In 1888, the major investors in the South African diamond mines merged their resources forming De Beers Consolidated Mines Limited and ruled the diamond industry all around the globe with different aliases. But in 1938, when America was going through the Great Depression, the value of diamonds was declining. It was a luxurious item that no one could afford to buy during that period resulting in the ultimate decline of the diamond’s value. The demand just wasn’t enough to meet the supply.

So Debeers Consolidated Mines now had to find a way to increase the demand for diamonds. And that is when the most successful marketing campaign of all time was born.

So how did they execute the plan?

De Beers collaborated with a major American advertising agency, N.W. Ayers, to reinvent the public perception of diamonds. They were given one task: to increase the demand for diamonds.

They marketed diamonds as a symbol of romance. They pushed the idea that diamonds were a gift of love and that the larger and finer the diamond, the greater the expression of love.

And a massive marketing campaign set in motion!

They didn’t advertise any name or brand. Their one and only goal was to create an association in the mind of the public between diamonds and romance.

They pushed this marketing campaign via all mediums like from radio, newspapers and magazines but their biggest target was Hollywood. The motion picture industry had newly emerged and they took full advantage of it.

Ayers opened a Hollywood office and gave out diamonds to producers. And in return, the producers would favourably showcase the diamonds during the movie.

This is how the idea of a man surprising his woman with a diamond, symbolising love was born. This was some of the first product placement ever seen on television.

• • •

DIRECTION 1
Can you sum up the De Beers passage in two sentences?

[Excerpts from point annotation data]
• • •

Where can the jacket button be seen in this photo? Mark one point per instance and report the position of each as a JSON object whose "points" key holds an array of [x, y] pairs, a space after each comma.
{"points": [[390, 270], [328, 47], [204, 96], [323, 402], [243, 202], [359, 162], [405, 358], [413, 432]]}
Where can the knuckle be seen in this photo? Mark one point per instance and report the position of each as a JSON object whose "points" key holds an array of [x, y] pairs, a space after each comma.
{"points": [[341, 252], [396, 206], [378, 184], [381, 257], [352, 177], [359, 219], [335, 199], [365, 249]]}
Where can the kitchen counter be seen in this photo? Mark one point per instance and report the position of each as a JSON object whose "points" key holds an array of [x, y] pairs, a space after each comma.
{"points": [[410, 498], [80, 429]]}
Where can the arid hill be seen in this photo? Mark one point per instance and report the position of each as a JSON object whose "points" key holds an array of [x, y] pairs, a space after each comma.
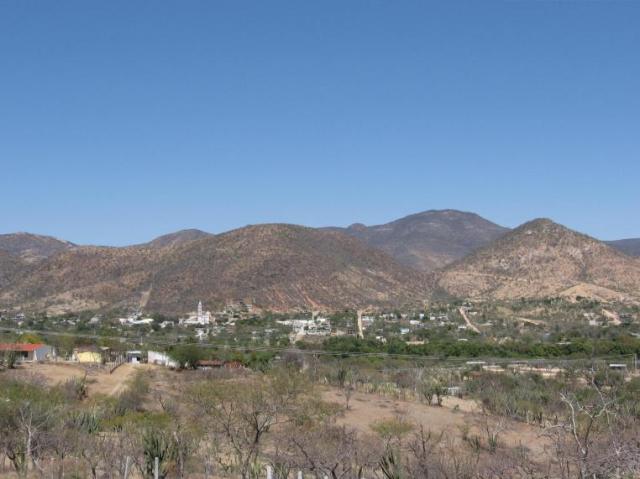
{"points": [[272, 266], [541, 259], [10, 267], [429, 240], [629, 246], [177, 238], [30, 247]]}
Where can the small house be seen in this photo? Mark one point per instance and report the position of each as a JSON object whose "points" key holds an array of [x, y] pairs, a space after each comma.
{"points": [[28, 352], [87, 355]]}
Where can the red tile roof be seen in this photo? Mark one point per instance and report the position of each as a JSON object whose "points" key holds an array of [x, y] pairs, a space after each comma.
{"points": [[18, 347]]}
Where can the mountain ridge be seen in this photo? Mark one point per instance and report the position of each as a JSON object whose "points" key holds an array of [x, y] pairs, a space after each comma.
{"points": [[541, 258]]}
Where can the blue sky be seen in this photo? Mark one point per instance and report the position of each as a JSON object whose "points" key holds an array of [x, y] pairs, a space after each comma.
{"points": [[123, 120]]}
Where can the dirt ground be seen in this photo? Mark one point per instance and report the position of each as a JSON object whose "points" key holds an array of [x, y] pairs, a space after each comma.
{"points": [[99, 380], [453, 417]]}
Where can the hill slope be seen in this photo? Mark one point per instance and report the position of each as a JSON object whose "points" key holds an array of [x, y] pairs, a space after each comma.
{"points": [[177, 238], [629, 246], [272, 266], [541, 259], [10, 267], [431, 239], [31, 247]]}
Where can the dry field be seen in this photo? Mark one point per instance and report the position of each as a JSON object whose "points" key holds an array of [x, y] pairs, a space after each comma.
{"points": [[99, 380], [455, 416]]}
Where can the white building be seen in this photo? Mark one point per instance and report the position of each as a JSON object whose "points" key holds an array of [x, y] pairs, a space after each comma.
{"points": [[162, 359], [200, 317], [135, 319]]}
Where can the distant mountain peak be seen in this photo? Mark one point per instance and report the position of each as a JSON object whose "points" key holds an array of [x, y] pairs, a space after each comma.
{"points": [[32, 247], [430, 239], [542, 258], [177, 238]]}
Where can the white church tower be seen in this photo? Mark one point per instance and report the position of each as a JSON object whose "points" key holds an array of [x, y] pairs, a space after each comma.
{"points": [[203, 317]]}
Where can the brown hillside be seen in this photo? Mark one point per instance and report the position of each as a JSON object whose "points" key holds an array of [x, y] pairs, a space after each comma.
{"points": [[429, 240], [541, 259], [32, 247], [272, 266]]}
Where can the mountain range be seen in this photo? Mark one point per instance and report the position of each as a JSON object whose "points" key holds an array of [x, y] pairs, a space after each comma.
{"points": [[281, 267]]}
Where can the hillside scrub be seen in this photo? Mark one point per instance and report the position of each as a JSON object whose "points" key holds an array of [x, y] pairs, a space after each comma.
{"points": [[233, 425]]}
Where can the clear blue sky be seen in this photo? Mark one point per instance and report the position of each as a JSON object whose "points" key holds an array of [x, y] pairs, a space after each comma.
{"points": [[123, 120]]}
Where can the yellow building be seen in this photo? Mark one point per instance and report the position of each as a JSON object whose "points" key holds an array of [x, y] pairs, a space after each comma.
{"points": [[87, 356]]}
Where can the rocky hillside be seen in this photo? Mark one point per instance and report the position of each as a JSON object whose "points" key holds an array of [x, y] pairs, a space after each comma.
{"points": [[30, 247], [629, 246], [272, 266], [431, 239], [177, 238], [542, 259], [10, 267]]}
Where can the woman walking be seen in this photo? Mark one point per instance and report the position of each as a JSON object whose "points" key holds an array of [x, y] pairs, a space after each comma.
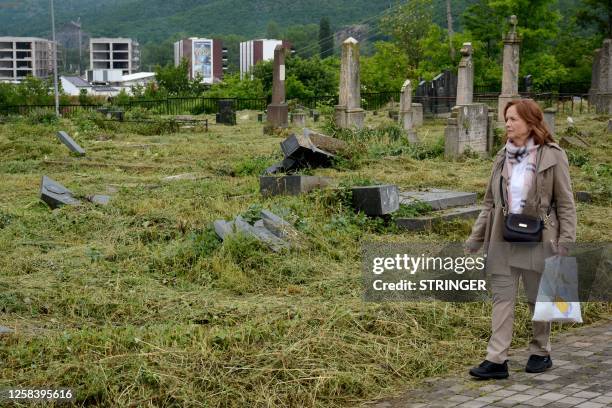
{"points": [[530, 181]]}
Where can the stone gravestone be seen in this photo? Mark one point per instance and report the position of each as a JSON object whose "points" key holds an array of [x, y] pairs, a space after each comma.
{"points": [[528, 83], [227, 113], [549, 118], [376, 200], [56, 195], [298, 119], [510, 70], [603, 92], [278, 111], [466, 130], [70, 143], [349, 114], [405, 113], [465, 76], [417, 114]]}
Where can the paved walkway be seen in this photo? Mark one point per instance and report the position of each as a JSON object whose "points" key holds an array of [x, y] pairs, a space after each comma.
{"points": [[581, 377]]}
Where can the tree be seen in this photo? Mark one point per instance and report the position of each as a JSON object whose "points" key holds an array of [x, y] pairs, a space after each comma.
{"points": [[408, 24], [386, 70], [598, 13], [326, 39]]}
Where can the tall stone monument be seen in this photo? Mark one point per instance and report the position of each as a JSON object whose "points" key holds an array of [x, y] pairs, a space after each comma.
{"points": [[278, 111], [465, 76], [510, 69], [348, 111], [603, 95], [406, 112], [467, 129]]}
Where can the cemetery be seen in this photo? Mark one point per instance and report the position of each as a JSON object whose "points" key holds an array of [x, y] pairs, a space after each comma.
{"points": [[214, 259]]}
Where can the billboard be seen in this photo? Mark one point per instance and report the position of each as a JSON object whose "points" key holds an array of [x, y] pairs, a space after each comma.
{"points": [[202, 59]]}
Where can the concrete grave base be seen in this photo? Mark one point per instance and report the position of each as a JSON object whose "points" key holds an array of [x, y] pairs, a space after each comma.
{"points": [[376, 200], [291, 185]]}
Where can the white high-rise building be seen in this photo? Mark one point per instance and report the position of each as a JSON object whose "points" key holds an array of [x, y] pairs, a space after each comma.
{"points": [[23, 56], [114, 53]]}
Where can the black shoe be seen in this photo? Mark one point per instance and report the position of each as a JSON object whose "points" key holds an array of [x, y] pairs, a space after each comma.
{"points": [[488, 370], [538, 364]]}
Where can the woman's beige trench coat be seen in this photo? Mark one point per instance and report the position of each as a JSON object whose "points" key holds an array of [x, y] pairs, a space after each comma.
{"points": [[552, 187]]}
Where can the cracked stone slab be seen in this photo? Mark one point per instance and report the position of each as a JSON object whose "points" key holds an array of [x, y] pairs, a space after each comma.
{"points": [[438, 199], [70, 143], [55, 195], [426, 222]]}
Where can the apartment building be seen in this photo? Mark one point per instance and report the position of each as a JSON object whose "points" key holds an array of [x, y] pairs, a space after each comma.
{"points": [[23, 56], [206, 57], [114, 53]]}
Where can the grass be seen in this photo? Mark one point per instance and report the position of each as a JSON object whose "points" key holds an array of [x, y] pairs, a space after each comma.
{"points": [[138, 303]]}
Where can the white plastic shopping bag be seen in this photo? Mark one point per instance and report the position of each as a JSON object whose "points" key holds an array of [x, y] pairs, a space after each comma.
{"points": [[558, 292]]}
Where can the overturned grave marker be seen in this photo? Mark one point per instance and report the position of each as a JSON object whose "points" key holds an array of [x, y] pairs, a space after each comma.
{"points": [[573, 142], [100, 199], [327, 143], [290, 185], [426, 222], [56, 195], [447, 205], [70, 143], [376, 200], [438, 199], [271, 230]]}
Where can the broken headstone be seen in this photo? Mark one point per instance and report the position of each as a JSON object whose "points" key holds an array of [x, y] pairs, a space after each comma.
{"points": [[100, 199], [583, 196], [376, 200], [327, 143], [438, 199], [301, 149], [70, 143], [56, 195], [573, 142], [426, 222], [290, 185]]}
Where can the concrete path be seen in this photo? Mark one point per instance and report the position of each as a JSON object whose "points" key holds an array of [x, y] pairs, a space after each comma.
{"points": [[581, 377]]}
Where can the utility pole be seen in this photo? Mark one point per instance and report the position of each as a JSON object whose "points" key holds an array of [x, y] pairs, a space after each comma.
{"points": [[55, 88]]}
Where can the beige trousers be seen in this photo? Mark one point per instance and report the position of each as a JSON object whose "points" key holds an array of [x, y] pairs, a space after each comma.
{"points": [[505, 292]]}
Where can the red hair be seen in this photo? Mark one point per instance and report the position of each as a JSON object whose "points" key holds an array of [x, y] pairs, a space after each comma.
{"points": [[531, 113]]}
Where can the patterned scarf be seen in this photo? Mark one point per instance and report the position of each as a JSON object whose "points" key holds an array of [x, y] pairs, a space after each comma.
{"points": [[515, 155]]}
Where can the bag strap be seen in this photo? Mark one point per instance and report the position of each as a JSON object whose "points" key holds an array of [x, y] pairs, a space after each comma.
{"points": [[501, 190]]}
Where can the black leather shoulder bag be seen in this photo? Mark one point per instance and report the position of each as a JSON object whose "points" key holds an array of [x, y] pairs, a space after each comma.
{"points": [[521, 227]]}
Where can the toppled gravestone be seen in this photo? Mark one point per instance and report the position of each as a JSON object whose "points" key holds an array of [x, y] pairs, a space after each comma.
{"points": [[438, 199], [70, 143], [301, 151], [100, 199], [573, 142], [327, 143], [290, 185], [56, 195], [583, 196], [376, 200], [271, 230], [446, 205]]}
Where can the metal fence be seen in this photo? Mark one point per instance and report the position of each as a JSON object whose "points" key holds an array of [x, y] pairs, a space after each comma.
{"points": [[569, 103]]}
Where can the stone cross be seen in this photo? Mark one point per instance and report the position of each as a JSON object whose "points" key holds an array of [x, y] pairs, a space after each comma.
{"points": [[406, 112], [465, 76], [510, 70], [348, 111], [603, 101], [278, 79], [278, 111]]}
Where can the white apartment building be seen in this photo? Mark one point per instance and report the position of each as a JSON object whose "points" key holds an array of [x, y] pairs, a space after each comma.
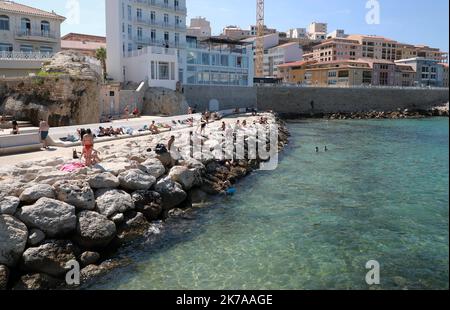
{"points": [[278, 55], [200, 27], [28, 37], [317, 31], [297, 33], [134, 25], [235, 33]]}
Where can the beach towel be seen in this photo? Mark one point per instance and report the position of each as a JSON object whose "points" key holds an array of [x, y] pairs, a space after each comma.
{"points": [[71, 167]]}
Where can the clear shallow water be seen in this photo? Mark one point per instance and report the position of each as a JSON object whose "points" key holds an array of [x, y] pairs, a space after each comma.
{"points": [[381, 192]]}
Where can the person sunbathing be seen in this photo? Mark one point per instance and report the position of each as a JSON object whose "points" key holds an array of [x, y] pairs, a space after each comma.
{"points": [[154, 129]]}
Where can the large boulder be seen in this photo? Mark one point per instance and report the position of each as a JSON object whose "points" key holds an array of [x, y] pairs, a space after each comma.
{"points": [[77, 193], [4, 277], [13, 239], [134, 226], [153, 167], [35, 237], [113, 201], [135, 179], [148, 203], [172, 193], [186, 177], [9, 204], [94, 230], [50, 258], [104, 180], [36, 192], [55, 218]]}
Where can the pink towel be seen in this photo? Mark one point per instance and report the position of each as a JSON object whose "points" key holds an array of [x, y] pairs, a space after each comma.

• • •

DIRECTION 2
Which rows contain the string "woman"? Extract each of those rows in full, treating case as significant.

TASK SOLUTION 1
When diamond values fell in 1938 during the Great Depression, De Beers Consolidated Mines needed to raise demand and worked with the American advertising agency N.W. Ayers to reinvent public perception of diamonds. The campaign advertised no brand and instead linked diamonds with romance through radio, newspapers, magazines and above all Hollywood, where Ayers gave diamonds to producers who showcased them favorably in movies.

TASK SOLUTION 2
Where can the woman walking be seen in this photo? Mark one point per instance and report the position of each as a JSON object whose "points" key holds an array of [x, y] pairs, a space after each comma.
Where can the woman's beige trench coat be seen in this photo? Mark one point per instance and report the position of each as a JSON object whose "points" key holds an array of [x, y] pairs, a space after each comma.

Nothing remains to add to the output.